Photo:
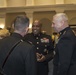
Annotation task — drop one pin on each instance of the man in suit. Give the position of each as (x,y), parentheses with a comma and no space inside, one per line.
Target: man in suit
(22,60)
(44,47)
(65,50)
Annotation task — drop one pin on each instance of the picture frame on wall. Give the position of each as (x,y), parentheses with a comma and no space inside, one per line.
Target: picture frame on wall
(73,28)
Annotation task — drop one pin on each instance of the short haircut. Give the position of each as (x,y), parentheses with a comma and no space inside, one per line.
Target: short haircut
(21,22)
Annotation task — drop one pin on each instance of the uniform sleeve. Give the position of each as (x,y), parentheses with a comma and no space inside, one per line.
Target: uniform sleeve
(65,53)
(30,63)
(50,49)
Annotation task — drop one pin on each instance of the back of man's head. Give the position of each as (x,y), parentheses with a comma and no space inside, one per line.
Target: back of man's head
(20,23)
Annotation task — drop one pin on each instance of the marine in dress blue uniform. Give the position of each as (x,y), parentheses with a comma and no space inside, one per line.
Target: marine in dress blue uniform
(44,47)
(65,50)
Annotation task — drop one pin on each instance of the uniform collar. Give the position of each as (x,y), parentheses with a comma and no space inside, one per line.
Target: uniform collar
(17,35)
(63,31)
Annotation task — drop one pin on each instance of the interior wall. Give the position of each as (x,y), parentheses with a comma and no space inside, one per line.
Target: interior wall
(69,1)
(71,16)
(10,18)
(44,2)
(46,19)
(15,3)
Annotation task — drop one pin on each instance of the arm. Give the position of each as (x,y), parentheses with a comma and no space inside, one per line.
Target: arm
(31,62)
(49,53)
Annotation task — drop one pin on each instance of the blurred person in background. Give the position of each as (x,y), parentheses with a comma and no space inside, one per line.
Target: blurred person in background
(44,47)
(22,60)
(4,33)
(65,49)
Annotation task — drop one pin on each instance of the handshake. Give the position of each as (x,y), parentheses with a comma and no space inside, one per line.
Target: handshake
(40,57)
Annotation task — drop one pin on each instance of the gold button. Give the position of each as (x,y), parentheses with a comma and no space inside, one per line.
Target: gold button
(37,42)
(36,37)
(37,47)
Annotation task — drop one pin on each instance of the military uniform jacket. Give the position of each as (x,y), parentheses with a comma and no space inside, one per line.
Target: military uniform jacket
(65,54)
(44,45)
(22,60)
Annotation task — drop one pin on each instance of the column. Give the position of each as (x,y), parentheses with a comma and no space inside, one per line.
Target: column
(29,14)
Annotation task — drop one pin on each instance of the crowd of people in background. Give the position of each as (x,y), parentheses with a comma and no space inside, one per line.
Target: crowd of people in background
(32,55)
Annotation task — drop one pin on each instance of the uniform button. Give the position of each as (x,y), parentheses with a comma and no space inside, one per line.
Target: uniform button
(37,42)
(45,45)
(37,47)
(36,37)
(45,50)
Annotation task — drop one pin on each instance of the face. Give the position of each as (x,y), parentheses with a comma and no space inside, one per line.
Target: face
(36,27)
(56,24)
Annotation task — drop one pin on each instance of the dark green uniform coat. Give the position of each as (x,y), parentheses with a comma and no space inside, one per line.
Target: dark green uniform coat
(22,60)
(65,54)
(44,45)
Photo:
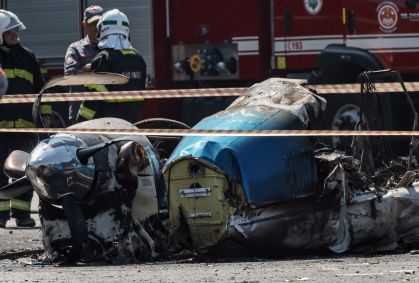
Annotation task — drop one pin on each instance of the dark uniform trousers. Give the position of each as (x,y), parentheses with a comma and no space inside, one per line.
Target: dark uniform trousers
(24,76)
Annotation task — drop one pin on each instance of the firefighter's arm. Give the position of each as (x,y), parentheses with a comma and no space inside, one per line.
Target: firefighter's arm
(101,63)
(72,61)
(38,78)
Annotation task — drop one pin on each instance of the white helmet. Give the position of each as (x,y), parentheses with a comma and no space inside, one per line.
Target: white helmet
(113,22)
(8,21)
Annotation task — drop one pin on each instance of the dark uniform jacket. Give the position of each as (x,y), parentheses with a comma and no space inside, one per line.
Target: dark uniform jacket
(78,54)
(125,62)
(24,76)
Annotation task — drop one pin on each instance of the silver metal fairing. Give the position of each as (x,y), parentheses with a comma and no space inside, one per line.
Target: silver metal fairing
(54,169)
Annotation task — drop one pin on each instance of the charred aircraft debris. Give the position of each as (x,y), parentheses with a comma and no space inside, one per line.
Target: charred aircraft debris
(114,199)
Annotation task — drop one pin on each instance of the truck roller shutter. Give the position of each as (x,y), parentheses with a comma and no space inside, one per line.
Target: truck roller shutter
(51,26)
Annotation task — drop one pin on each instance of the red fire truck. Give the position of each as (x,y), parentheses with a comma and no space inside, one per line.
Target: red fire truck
(189,43)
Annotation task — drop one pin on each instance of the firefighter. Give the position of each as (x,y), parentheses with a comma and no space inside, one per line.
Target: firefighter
(81,52)
(117,56)
(3,82)
(24,76)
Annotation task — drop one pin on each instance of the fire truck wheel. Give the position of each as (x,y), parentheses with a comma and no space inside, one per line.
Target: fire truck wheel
(345,118)
(342,113)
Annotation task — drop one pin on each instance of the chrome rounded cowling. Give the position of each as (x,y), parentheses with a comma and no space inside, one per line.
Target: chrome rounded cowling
(54,169)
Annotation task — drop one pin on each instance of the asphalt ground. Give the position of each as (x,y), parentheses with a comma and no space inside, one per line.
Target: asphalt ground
(20,249)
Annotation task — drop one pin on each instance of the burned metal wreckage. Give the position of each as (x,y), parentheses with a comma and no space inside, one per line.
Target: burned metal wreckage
(269,195)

══════════════════════════════

◆ Problem details: Lay out every item above as a two-column CSV with the header row instruction,coordinates and one row per item. Put the item's text under instruction and its answer under coordinates, each in a single quoted field with line breaks turned into spaces, and leave out the pictures.

◆ Answer below:
instruction,coordinates
"Photo: Annotation task — drop one pin on each instance of the man in suit. Give the position of each as (x,y), parentheses with a comma and no space inside, one per line. Target: man in suit","(22,60) (44,47) (65,50)"
"Annotation task — drop one pin on each instance of the picture frame on wall. Give the position of each as (x,y), parentheses with a comma and no space inside, one per line. Target: picture frame on wall","(73,28)"
"Annotation task — drop one pin on each instance of the short haircut. Give the position of each as (x,y), parentheses with a comma and no space inside, one per line. Target: short haircut","(21,22)"
"Annotation task — drop one pin on each instance of the uniform sleeve. Give the position of each as (x,y), parentheses with a comma and no space inside, one per line. Target: uniform sleeve","(65,53) (30,63) (50,49)"
"Annotation task — drop one pin on each instance of the back of man's head. Give the position of each as (x,y), parentheses with a comma and no space inside, one per line. Target: back of man's head","(20,23)"
"Annotation task — drop one pin on each instance of the marine in dress blue uniform. Give the position of each as (x,y), parentheses with a comma and no space inside, one per line. Target: marine in dress blue uniform","(44,47) (65,50)"
"Annotation task — drop one pin on each instance of the uniform collar. Give the position of each as (x,y), parentheses with a comma and no space inside, one per line. Target: uniform collar","(17,35) (63,31)"
"Annotation task — drop one pin on each instance of the interior wall. Give the position of each as (x,y), parentheses with a comma and no space inside, one per line. Target: interior wall","(69,1) (71,16) (10,18) (44,2) (46,19) (15,3)"
"Annotation task — drop one pin on each instance of the arm. Give the position of each as (x,y), parentheses with a comma and no space inside, one per line. Target: arm","(31,62) (49,53)"
"Annotation task — drop one pin on each instance of the blurred person in background. Give the position of each as (x,y), parentheses with a comma and no space inside, one per line. Target: blurred person in background","(44,47) (22,60) (4,33) (65,49)"
"Annotation task — drop one pin on each instance of the handshake. Give the position of each as (x,y), parentheses with a comma and no space inside, one per line. Target: handshake","(40,57)"
"Annotation task — drop one pin on each instance of the gold button. Give the position of each as (x,y), parentheses with a comma and no space inside, one per line. Target: gold button","(37,42) (36,37) (37,47)"
"Annotation task — drop one pin on each instance of the military uniform jacket. Give the position of each as (x,y), parentheses with a comma and no space inside, one per line. Target: military uniform jacket","(65,54) (44,45) (22,60)"
"Annotation task — drop one pin on each instance of the column. Give the position of each as (x,y), parentheses with a comma and no space inside, one per line. Target: column","(29,14)"
"Annotation task — drop one pin on each instance of the crowd of people in background. Give the position of each as (x,y), parentheses with a comma and no space inside, one per line. Target: crowd of people in background","(32,55)"
"Annotation task — drop one pin on each instance of the uniform button. Give the position of each as (x,y), parentheses with a comma and no space inside, one per line. Target: uniform button","(37,42) (45,45) (37,47) (36,37) (45,50)"
"Annotation task — drop one pin on each instance of the face. Give the position of each as (x,y), parentheses with a comma and no space inside, one per line. Target: face","(36,27) (56,24)"
"Annotation task — drop one pin on each instance of the dark green uniform coat. Give the position of each as (x,y), parentheses with a comma and no space inside, one per line. Target: dark green uniform coat","(22,60) (65,54) (44,45)"
"Photo: Annotation task — drop one pin on each instance of the dark uniform trousers. Give the position of each as (x,y), parentheses with a comma and no space inside, one per line. Target: dark uniform trousers","(24,76)"
"Annotation task — drop one pin on each instance of the firefighter's arm. Give the position of each as (x,y), parentheses with a comma and no space inside, one per line. Target: firefighter's arm","(101,63) (72,61) (38,78)"
"Annotation task — drop one pin on each instance of the white helmet. Give the position of each as (x,y), parentheses with a comma and no space inside, one per line. Target: white helmet","(113,22) (8,21)"
"Annotation task — drop one pin on each instance of the dark uniform jacket. Give the position of each as (x,y), parentheses with a comma and no space inside, one per line. Target: dark uniform jacket","(78,54) (125,62) (24,76)"
"Annotation task — drop one pin on each instance of the silver metal fairing. Give the position of each as (x,y), parentheses with a comma and no space inside, one per line. Target: silver metal fairing","(54,169)"
"Annotation task — drop one pin on each instance of the charred aircraft debris. Give the position of each as (x,y), parentheses with a comma and no space inside, one per line. Target: charred aircraft debris","(114,199)"
"Annotation task — drop one pin on each instance of the truck roller shutter. Give the position of each as (x,y), parentheses with a comma and no space inside, one per line. Target: truck roller shutter","(51,26)"
"Annotation task — drop one pin on each instance of the red fire truck. Give the position of each as (x,y), parentheses with a comma and no space inside, one per line. Target: red fire truck","(189,43)"
"Annotation task — drop one pin on each instance of the firefighter. Give the position of each as (x,y), parentheses with a comma and no space inside, one per line. Target: firefighter","(81,52) (117,56) (3,82) (24,76)"
"Annotation task — drop one pin on each instance of the fire truck wheel. Give the position of each as (x,y), parentheses with a comma and no space inside, one per line. Target: fire truck wheel","(345,118) (342,113)"
"Annotation task — drop one pin on each instance of the chrome rounded cowling. Give the position of each as (x,y), parentheses with a comma and no space inside, one per line. Target: chrome rounded cowling","(54,169)"
"Annotation task — drop one pin on each instance of the asphalt ground. Give the position of each as (x,y), parentheses with a comma and no space inside, one per line. Target: asphalt ground","(20,249)"
"Annotation task — drop one pin on each instance of the burned metal wreckage. Give the position of each as (x,y), parentheses with a comma and no space inside, one per line. Target: burned metal wreckage","(269,195)"